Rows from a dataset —
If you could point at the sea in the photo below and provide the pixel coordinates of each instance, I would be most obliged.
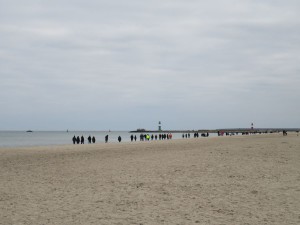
(48, 138)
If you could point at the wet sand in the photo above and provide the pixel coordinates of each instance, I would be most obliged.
(220, 180)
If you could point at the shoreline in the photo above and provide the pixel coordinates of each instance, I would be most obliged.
(223, 180)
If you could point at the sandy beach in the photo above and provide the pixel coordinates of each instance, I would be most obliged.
(247, 180)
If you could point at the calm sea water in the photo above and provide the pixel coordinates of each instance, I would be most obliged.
(45, 138)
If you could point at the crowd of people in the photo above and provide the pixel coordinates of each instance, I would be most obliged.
(142, 137)
(80, 140)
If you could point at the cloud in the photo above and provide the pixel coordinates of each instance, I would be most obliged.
(185, 63)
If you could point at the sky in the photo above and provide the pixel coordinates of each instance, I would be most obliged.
(123, 65)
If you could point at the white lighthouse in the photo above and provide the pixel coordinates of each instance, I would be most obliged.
(159, 126)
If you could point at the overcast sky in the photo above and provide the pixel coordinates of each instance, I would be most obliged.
(122, 65)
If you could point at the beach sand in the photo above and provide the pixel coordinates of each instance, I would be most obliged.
(219, 180)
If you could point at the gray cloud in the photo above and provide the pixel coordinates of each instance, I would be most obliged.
(122, 65)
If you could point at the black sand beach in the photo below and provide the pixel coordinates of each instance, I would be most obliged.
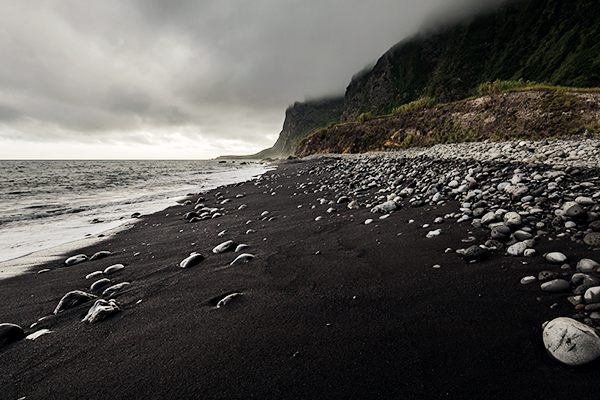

OBJECTIVE —
Show each line in the rows above that contains the string "cloud". Case matters.

EXERCISE OUTPUT —
If you could point at the cloud in the photo above and provide the pixel coordinates of each instance, I would be most obliged.
If you could point at the gray cloud in the photo above and provide the pixel coordinates of each instance, I would be most obliged.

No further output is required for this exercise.